§ To be done
1. Print the passage from "The Dead Milkmen chronology" to "and the band." in the Not Richard, But Dick album article.
2. According to the Not Richard, But Dick album article, on what date did Hollywood Records make the album available for digital download?
3. Go on with the article about the Dead Milkmen album Not Richard, But Dick from the point where it ends.

§ Passage provided
Studio album by the Dead Milkmen
- Released: October 12, 1993
- Genres: Punk rock, comedy rock, indie rock
- Length: 27:56
- Label: Hollywood
- Producers: The Dead Milkmen, Jon Lupfer

The Dead Milkmen chronology
| Soul Rotation (1992) | Not Richard, But Dick (1993) | Chaos Rules: Live at the Trocadero (1994) |

= Not Richard, But Dick =

Not Richard, But Dick is the seventh studio album by the Dead Milkmen, released in 1993 via Hollywood Records. Like Soul Rotation, the album was a commercial disappointment. After being out of print for years, Hollywood Records released the album for digital download on April 2, 2013. The title of the album is not a reference to "Tricky" Dick Nixon (former POTUS Richard M. Nixon), but rather a person by the name of Richard J. "Dick" Latch, who preferred to be addressed as "Not Richard, but Dick."

==Production==
The album was produced by Jon Lupfer and the band.

§ Material supplied
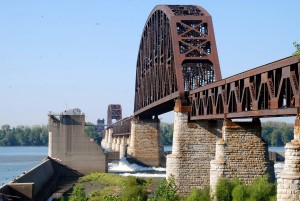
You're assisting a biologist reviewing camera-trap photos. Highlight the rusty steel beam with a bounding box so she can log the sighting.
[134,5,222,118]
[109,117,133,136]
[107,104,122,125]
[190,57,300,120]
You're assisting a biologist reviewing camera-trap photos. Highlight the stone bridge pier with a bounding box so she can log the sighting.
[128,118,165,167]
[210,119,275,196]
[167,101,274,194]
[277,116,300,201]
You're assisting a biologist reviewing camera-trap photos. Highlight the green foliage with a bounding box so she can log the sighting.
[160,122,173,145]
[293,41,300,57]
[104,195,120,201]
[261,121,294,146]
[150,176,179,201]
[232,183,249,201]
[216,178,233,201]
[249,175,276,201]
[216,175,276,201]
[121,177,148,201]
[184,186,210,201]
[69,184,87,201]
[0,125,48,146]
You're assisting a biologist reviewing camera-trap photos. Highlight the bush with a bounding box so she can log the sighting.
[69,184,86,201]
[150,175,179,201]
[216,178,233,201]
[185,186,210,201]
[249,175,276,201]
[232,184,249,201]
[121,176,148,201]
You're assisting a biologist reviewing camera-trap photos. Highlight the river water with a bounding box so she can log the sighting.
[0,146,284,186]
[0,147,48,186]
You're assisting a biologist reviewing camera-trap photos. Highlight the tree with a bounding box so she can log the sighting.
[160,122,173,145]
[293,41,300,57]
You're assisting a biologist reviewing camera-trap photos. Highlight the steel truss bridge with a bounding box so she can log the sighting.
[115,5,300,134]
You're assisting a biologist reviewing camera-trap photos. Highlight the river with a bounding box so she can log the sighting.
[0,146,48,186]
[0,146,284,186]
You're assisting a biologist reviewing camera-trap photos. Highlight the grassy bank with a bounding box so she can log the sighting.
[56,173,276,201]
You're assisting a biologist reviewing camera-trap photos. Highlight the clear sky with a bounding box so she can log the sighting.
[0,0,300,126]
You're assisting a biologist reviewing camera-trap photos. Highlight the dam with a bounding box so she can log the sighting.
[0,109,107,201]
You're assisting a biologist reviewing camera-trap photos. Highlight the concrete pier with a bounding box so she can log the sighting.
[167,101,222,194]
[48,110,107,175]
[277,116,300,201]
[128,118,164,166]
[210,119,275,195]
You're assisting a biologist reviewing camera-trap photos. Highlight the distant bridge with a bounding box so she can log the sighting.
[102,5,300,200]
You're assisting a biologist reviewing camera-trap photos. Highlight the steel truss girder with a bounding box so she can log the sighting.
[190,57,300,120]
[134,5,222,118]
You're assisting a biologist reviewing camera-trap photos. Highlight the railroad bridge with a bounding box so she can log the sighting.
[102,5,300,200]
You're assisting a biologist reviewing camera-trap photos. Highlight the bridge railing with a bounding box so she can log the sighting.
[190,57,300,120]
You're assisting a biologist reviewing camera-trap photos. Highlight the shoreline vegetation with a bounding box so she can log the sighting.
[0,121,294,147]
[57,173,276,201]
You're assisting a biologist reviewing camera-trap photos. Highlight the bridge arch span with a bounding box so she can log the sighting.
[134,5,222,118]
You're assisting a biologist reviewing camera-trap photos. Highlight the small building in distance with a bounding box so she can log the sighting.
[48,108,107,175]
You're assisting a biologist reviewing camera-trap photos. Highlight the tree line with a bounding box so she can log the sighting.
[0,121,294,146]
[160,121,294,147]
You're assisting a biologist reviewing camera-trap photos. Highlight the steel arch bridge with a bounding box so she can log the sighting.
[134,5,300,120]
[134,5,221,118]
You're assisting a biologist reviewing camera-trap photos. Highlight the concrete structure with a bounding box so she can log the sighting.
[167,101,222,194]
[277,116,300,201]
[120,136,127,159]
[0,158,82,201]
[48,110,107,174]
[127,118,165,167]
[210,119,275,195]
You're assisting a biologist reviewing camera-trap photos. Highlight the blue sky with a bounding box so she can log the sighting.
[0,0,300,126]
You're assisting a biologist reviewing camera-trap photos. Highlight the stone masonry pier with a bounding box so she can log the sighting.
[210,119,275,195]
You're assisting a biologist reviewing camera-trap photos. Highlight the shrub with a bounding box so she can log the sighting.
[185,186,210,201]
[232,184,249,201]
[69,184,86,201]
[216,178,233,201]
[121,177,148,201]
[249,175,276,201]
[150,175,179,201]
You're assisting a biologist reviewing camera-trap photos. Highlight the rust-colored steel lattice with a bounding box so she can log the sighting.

§ Final answers
1.
The Dead Milkmen chronology
| Soul Rotation (1992) | Not Richard, But Dick (1993) | Chaos Rules: Live at the Trocadero (1994) |

= Not Richard, But Dick =

Not Richard, But Dick is the seventh studio album by the Dead Milkmen, released in 1993 via Hollywood Records. Like Soul Rotation, the album was a commercial disappointment. After being out of print for years, Hollywood Records released the album for digital download on April 2, 2013. The title of the album is not a reference to "Tricky" Dick Nixon (former POTUS Richard M. Nixon), but rather a person by the name of Richard J. "Dick" Latch, who preferred to be addressed as "Not Richard, but Dick."

==Production==
The album was produced by Jon Lupfer and the band.

2. April 2, 2013.

3.
==Critical reception==

Trouser Press wrote that "the simplified Not Richard, but Dick favors down-the-hatch indie-rock, which suits the Milkmen fine but doesn’t make for as entertaining an experience." The Philadelphia Inquirer wrote that "the band expresses the discontent of today's teens and twentysomethings with a vividness rarely summoned by even conscientiously 'righteous' rockers." The Tampa Bay Times thought that "the Milkmen have always had problems making their punkish songs live up to the great titles ... on Not Richard, But Dick they again weigh in with some classic bits of satire and fall short on a few other occasions." The Scripps Howard News Service deemed the album "a goofy palate of cultural references sure to prompt laughter and groans."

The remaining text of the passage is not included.